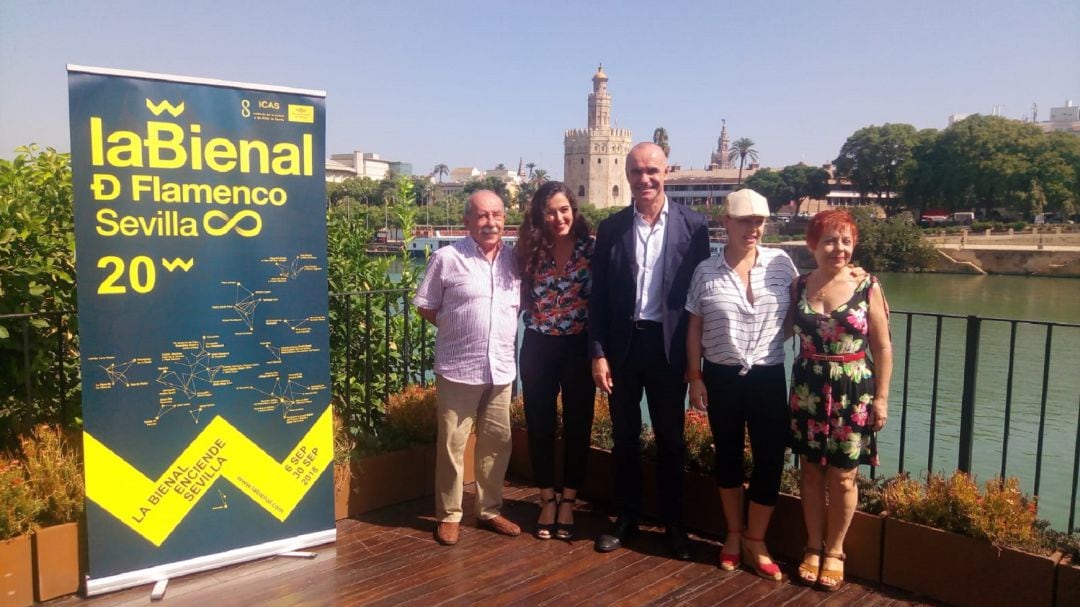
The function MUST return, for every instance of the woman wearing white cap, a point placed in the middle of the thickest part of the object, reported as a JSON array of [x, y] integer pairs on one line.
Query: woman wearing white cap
[[738, 301]]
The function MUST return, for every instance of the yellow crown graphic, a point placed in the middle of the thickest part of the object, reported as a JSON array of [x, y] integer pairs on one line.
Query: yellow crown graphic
[[164, 106]]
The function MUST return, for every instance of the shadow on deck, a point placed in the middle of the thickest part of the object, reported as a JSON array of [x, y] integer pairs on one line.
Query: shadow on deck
[[389, 557]]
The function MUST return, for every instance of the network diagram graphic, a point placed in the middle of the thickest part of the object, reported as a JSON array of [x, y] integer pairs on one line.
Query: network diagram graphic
[[119, 374], [291, 269], [287, 396], [244, 304]]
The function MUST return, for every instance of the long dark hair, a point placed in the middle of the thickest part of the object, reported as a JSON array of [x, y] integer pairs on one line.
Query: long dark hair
[[534, 242]]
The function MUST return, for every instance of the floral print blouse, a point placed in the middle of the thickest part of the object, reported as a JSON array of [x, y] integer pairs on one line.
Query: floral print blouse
[[559, 296]]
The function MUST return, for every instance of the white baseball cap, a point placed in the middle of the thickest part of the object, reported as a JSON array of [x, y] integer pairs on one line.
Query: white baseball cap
[[745, 203]]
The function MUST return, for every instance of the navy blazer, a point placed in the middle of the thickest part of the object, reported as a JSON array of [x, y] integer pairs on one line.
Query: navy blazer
[[615, 278]]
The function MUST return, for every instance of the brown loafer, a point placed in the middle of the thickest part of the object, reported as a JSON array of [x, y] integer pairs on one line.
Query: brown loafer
[[500, 525], [447, 534]]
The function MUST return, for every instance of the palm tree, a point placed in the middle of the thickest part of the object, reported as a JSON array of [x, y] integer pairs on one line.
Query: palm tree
[[742, 148], [660, 138], [539, 177]]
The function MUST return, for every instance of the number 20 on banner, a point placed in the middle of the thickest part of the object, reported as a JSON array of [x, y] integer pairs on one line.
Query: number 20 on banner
[[140, 273]]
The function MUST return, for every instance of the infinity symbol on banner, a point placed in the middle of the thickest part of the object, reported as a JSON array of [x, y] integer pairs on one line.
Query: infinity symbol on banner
[[232, 224]]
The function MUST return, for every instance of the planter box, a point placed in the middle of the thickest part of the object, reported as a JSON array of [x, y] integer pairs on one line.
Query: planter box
[[599, 480], [1068, 583], [397, 476], [521, 463], [863, 544], [342, 486], [701, 504], [962, 570], [16, 577], [55, 561]]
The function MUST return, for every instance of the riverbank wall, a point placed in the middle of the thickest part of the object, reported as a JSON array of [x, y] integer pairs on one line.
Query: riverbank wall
[[1049, 260]]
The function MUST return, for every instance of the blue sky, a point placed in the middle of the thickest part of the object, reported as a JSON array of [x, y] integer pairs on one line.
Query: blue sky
[[477, 83]]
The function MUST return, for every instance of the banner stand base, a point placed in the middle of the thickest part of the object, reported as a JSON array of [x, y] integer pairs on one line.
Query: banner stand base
[[160, 575], [159, 590], [298, 554]]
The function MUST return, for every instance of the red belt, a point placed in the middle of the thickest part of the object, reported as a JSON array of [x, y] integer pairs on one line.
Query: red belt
[[839, 358]]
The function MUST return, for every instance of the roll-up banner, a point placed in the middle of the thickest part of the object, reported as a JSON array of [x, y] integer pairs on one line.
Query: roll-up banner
[[201, 259]]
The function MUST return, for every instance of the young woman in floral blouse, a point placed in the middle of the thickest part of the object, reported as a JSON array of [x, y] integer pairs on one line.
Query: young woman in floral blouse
[[839, 395], [553, 252]]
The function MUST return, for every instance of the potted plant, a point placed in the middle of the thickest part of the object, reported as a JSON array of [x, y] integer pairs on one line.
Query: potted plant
[[17, 511], [342, 475], [400, 463], [947, 539], [54, 472]]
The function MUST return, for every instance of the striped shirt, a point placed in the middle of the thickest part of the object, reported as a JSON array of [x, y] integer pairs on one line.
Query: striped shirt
[[736, 332], [475, 304]]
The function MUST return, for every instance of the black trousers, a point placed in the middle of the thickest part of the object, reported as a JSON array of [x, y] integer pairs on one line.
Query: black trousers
[[647, 368], [758, 402], [551, 364]]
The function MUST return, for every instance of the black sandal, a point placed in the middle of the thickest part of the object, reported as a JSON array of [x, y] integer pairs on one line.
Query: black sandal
[[547, 530], [565, 530]]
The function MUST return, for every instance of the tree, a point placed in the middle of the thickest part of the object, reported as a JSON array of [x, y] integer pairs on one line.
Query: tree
[[877, 159], [890, 245], [989, 161], [660, 138], [742, 148]]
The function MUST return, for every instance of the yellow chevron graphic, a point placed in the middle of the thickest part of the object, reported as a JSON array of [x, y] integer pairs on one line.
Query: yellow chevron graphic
[[153, 508], [164, 106], [177, 262]]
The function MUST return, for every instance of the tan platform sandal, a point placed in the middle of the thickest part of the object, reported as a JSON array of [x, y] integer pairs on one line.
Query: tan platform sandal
[[834, 576], [808, 574]]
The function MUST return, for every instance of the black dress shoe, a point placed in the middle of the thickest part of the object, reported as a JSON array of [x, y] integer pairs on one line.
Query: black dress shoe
[[623, 529], [678, 542]]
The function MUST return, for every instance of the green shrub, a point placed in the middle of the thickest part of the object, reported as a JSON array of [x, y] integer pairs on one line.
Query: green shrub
[[410, 419], [37, 274], [999, 513]]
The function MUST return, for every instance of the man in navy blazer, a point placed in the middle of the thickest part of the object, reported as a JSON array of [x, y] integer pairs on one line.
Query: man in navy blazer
[[644, 258]]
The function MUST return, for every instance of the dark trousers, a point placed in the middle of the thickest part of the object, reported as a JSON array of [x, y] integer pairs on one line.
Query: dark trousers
[[646, 368], [758, 402], [550, 364]]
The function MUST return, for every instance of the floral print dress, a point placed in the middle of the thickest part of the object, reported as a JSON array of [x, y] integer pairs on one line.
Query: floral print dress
[[833, 382], [559, 296]]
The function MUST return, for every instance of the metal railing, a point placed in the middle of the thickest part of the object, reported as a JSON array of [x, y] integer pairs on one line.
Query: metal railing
[[988, 399], [378, 345]]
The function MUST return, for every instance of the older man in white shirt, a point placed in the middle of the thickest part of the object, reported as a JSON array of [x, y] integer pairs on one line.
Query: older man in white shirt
[[472, 292]]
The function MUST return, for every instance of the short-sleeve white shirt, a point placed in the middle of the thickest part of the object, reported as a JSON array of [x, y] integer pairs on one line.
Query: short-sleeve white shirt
[[734, 331], [476, 305]]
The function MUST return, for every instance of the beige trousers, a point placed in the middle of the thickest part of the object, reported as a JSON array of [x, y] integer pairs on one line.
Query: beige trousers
[[460, 406]]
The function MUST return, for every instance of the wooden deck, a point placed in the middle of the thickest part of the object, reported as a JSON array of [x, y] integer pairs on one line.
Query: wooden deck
[[389, 557]]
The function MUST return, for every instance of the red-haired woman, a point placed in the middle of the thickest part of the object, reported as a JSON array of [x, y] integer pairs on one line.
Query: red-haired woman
[[839, 395], [553, 252]]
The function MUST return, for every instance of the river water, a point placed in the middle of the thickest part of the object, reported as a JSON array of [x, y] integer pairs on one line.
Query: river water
[[1022, 298], [1045, 299]]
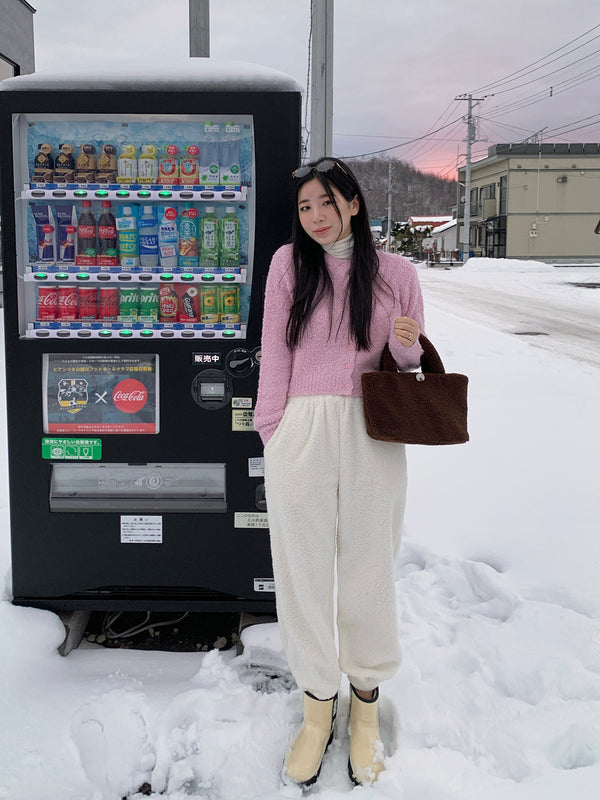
■ ■ ■ ■ ■ ■ ■
EXERCISE PROMPT: Put the lines above into a JSON list of strings, one string per line, leaving out blank lines and the pictures.

CORRECT OUTPUT:
[
  "The function MUST return, for every instance of the woman wearing white cap, a point placed in the middle of the thickest part of the object, reported as a JSON array of [x, y] integer pairs on one line.",
  "Query: woman wearing white cap",
  "[[738, 301]]",
  "The function MUST return, for every instance of the yellow crown graphic, a point placed in the middle of the thickest part of the object, reported as a JSON array of [x, y] integer pairs on one line.",
  "Query: yellow crown graphic",
  "[[164, 106]]",
  "The function MUST return, for every instance of the shadow on deck, a point placed in the middle of the thickest part of the object, reported as a JSON array of [x, y] integer pairs on one line.",
  "Query: shadow on deck",
  "[[389, 557]]",
  "The function MUST return, for every instance of the network diagram graphic, a point placed in the middle of the thickest part of the object, reported as a JSON array of [x, y] integer pairs on one line.",
  "Query: network diagram graphic",
  "[[119, 374], [291, 269], [287, 396], [244, 304]]",
  "The function MUST return, for every instance of the long dark hair, a point placed in the middle of the thickest part of the object, reported as a JSON array of [x, y] integer pairs on one line.",
  "Query: long dark hair",
  "[[534, 242]]",
  "The function MUST return, for every instance of the floral print blouse, a point placed in the middle of the thickest part of the object, reported as a JSON array of [x, y] integer pairs on one line.",
  "Query: floral print blouse",
  "[[559, 296]]",
  "The function MUST return, for every instance of the white baseball cap, a point placed in the middle of the thickest part of the object, reported as a JSON array of [x, y] integer pairs on one line.",
  "Query: white baseball cap",
  "[[745, 203]]",
  "The function MUST return, for every instance of the navy blazer, a point placed in the middle of the thickest part of the object, reported as a JSON array of [x, y] integer pairs on one line.",
  "Query: navy blazer",
  "[[615, 278]]",
  "The function MUST return, for every instance of the brown loafer, a point placed in the middle of the thickest part of the object, reported as a JSON array of [x, y] integer pairs on one line.",
  "Query: brown loafer",
  "[[500, 525], [447, 534]]",
  "The function MUST return, for every instance of the palm tree, a point placed in the middle of the thickest part of the object, reported as a JSON array of [x, y] integer pairs on one line.",
  "Query: palm tree",
  "[[742, 148], [660, 138], [539, 177]]",
  "The function MUST return, for every instance of the number 20 on banner, a point placed in the middle of the thickest part of the object, reported as a JSON array of [x, y] integer pairs on one line.",
  "Query: number 20 on banner",
  "[[140, 273]]",
  "The function MUST return, for every instance of the infinity symbol on banner, a point placed in the middle of the thickest part of the object, reported as a JSON array of [x, y] integer pairs on one line.",
  "Query: infinity symbol on banner",
  "[[232, 224]]",
  "The function MUST return, for every instance of the planter box, a point placed in the middle of the thickest part of the object, reported as a JSON array of [x, y] integer pairs on one line.",
  "Query: planter box",
  "[[599, 480], [1068, 583], [397, 476], [521, 463], [863, 544], [342, 486], [701, 504], [962, 570], [16, 577], [55, 561]]",
  "The function MUST return, for every instance of the riverbank wall, a point placed in the middle of the thickest part of the object, reported as a JSON array of [x, y] integer pairs on one line.",
  "Query: riverbank wall",
  "[[1049, 260]]",
  "The function MUST return, for every instance of the blue sky, a point placed in the middle of the thickest part of the object, reported as a JSON array of [x, y] integer pairs on one line.",
  "Query: blue sky",
  "[[477, 83]]",
  "The function MUST return, for every instance of the banner stand base, a point placed in the middle of the thickest part of the object, reported as a JSON array of [x, y] integer pairs on one line.",
  "Query: banner stand base",
  "[[160, 575], [159, 590], [298, 554]]",
  "The function MUST return, for every instance of the red belt, a point placed in the middle of the thickest part of the object, reported as a JSON array of [x, y] integer pairs on one line.",
  "Query: red belt",
  "[[839, 358]]",
  "The function MUST return, for every instance of the roll-up banner, a point placed in the middle of the thickest part of the object, reported as a JSON array of [x, y] integer pairs on one line.",
  "Query: roll-up banner",
  "[[201, 259]]",
  "The function MUST return, for every instance of the young woman in floral blouse, a point placed in the middle of the thickest part of the object, reported as a JSON array of [x, y] integer pairs on one line.",
  "Query: young woman in floral blouse",
  "[[839, 395], [553, 252]]",
  "The function MUST return, for every instance of the potted plant, a point placed in the middle of the thickest part of the object, reported as a JSON array of [x, y] integer pairs on one line.",
  "Query: potted plant",
  "[[17, 511], [342, 475], [400, 463], [947, 539], [54, 472]]",
  "The function MUST return, for every instance of the striped shirt, a point placed in the middle of the thickest part of the object, reported as a JSON array of [x, y] integer pairs on one line.",
  "Query: striped shirt",
  "[[736, 332], [475, 304]]",
  "The function MUST return, for every instance of the black trousers, a point placed in the middle of the thickest part of the object, reported as a JSON array of [x, y] integer pairs on one line.",
  "Query: black trousers",
  "[[647, 368], [758, 402], [551, 364]]",
  "The function MUST return, for every instance of the black sandal, a point placed in the middle of the thickest part of the object, reported as a JSON array of [x, y] integer pairs on one line.",
  "Query: black sandal",
  "[[547, 530], [565, 530]]",
  "The function MUST return, for every instance of the tree, a point placed in the middle of the thickest part of the object, reported as a JSON array of [x, y] integer pairs on one line.",
  "Query: tree",
  "[[877, 159], [890, 245], [989, 161], [660, 138], [742, 148]]",
  "The function MUST return, for every instance of the yellow chevron graphic, a point placed in the middle of the thickest part of the object, reported as a JSON array of [x, y] integer pairs on one line.",
  "Query: yellow chevron graphic",
  "[[153, 508], [164, 106], [177, 262]]",
  "The function MUST return, for every instance of the tan platform sandal, a point placed in the middle of the thickest part of the object, reported as a JSON array of [x, y] integer pairs on one line.",
  "Query: tan platform sandal",
  "[[834, 576], [808, 574]]",
  "The function MUST return, for every instance of the black dress shoe, a point placed in the middle of the thickest part of the object, reported as a JSON array of [x, y] integer pairs on one line.",
  "Query: black dress shoe",
  "[[623, 529], [678, 542]]",
  "The function MUST return, for every instance of the green shrub, a point placed in the middle of the thickest part of the object, reported as a JSON array of [x, y] integer pairs on one line.",
  "Query: green shrub",
  "[[410, 419], [37, 274], [999, 513]]",
  "The function MUST return, for every instance of the man in navy blazer, a point placed in the middle of the thickest part of the object, reported as a JSON array of [x, y] integer pairs on one line.",
  "Query: man in navy blazer",
  "[[644, 258]]",
  "The function MUST return, for every instance of the dark trousers, a point placed in the middle of the thickest part of the object, reported as a JSON array of [x, y] integer pairs on one line.",
  "Query: dark trousers",
  "[[646, 368], [758, 402], [550, 364]]",
  "The function MUST return, for every instance of the floral print dress, a point placed in the middle of the thickest part of the object, reported as a JSON array of [x, y] integer pairs on one line.",
  "Query: floral print dress",
  "[[833, 382], [559, 296]]",
  "The function MUST return, for every instance of the metal railing, a point placed in the middle of the thickest part of the object, reported as a JSON array of [x, y] integer pairs on one line.",
  "Query: metal railing",
  "[[988, 399], [378, 345]]",
  "The function MUST return, for every instance of the older man in white shirt, a point placed in the middle of the thickest part of the object, reported as a JSON array of [x, y] integer pairs on one line.",
  "Query: older man in white shirt",
  "[[472, 292]]",
  "The function MUST return, for every instance of the short-sleeve white shirt, a point placed in the middle of the thickest part of the object, reported as a JSON array of [x, y] integer pairs on one line.",
  "Query: short-sleeve white shirt",
  "[[734, 331], [476, 305]]",
  "The function MUST return, for every instance of the beige trousers, a point placed in the middle of the thickest part of the object, reported as a JSON array of [x, y] integer pairs on one line.",
  "Query: beige trousers",
  "[[460, 406]]",
  "The function MUST return, for every instance of the wooden deck, a point placed in the middle of the thickest part of the object, reported as a JSON array of [x, y] integer pairs on one line.",
  "Query: wooden deck",
  "[[389, 557]]",
  "The function MUST return, for every instance of the red-haired woman, a point placed in the middle of the thickest part of the object, reported as a JSON array of [x, y] integer pairs on one line.",
  "Query: red-haired woman",
  "[[839, 395], [553, 252]]",
  "The function MUST return, for every instance of the river water, a point placed in the middle of the thickest part of the object, reported as a JSON array of [x, y] integer pairs on one line.",
  "Query: river water",
  "[[1022, 298], [1045, 299]]"
]